INSTRUCTIONS FOR THE TASK:
Each record that follows should be repeated exactly, minus any images.

::: DATA TO USE :::

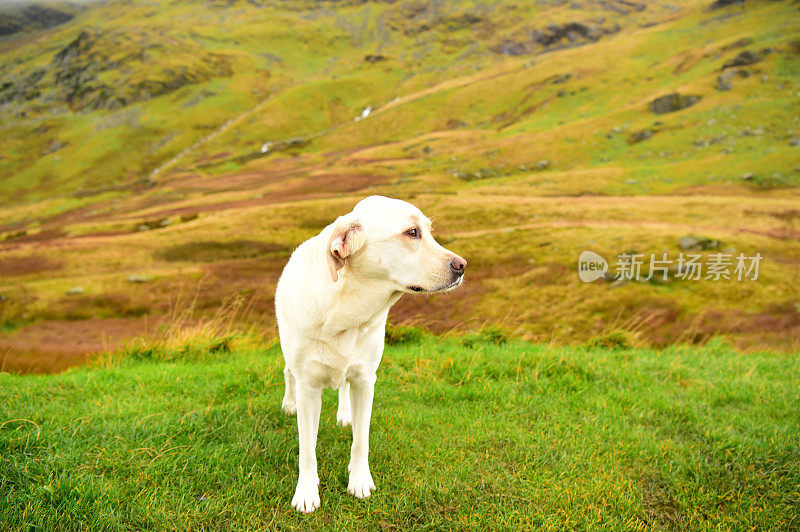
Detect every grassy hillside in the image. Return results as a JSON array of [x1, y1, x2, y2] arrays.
[[1, 331, 798, 529], [1, 0, 800, 370]]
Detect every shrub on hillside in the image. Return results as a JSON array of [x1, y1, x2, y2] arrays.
[[461, 325, 510, 348], [586, 330, 635, 350], [385, 323, 424, 345]]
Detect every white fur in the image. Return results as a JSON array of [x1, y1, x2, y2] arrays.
[[275, 196, 466, 513]]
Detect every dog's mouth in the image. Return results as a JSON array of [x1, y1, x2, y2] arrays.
[[406, 277, 463, 294]]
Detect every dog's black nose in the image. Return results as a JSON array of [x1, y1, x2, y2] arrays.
[[450, 256, 467, 276]]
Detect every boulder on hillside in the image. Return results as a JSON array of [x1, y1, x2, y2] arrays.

:::

THE ANSWER:
Detect every grassy hillside in the image. Return results as a JSON array of [x1, y1, x2, y2] arrays.
[[1, 331, 798, 529], [1, 0, 800, 370]]
Detect every shrub on hillside in the image. Return results as a JSON array of [x1, y1, x2, y2] arrays.
[[461, 325, 510, 348], [586, 330, 635, 350], [385, 323, 424, 345]]
Detect every white fur in the image. Return results as a JSON array of [x1, y1, x2, y2] arrays.
[[275, 196, 466, 513]]
Detect every dog's mouth in the image. Return results as a JSON array of [x1, y1, x2, y2] arrays.
[[406, 277, 463, 294]]
Detect every dog's black nose in the image. Return results as a JSON array of [x1, y1, x2, y2] arrays.
[[450, 256, 467, 276]]
Detect every boulder on hillside in the image. Return results as a JSON array of [x1, y1, x2, y2] arrays.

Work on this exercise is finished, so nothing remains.